Requirement:
Show all lines from the data that include the word "each".

Recorded information:
___

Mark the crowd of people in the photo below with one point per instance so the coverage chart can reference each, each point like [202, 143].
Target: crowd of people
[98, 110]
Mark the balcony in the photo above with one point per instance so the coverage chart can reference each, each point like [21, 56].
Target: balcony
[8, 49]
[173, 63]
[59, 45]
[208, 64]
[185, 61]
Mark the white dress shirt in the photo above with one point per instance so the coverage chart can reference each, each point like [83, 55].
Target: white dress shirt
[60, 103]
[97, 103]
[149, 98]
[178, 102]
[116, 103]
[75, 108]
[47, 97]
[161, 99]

___

Written solution:
Mark the crowd of people in the photo below with one point per instance so the coverage chart can reference each, each point like [202, 143].
Mark the balcony in the photo above with one point per instance so the coverage chart can reference each, each point like [21, 56].
Mark the white dress shirt in the photo above with one point per instance so the coverage chart can reference each, each point like [83, 55].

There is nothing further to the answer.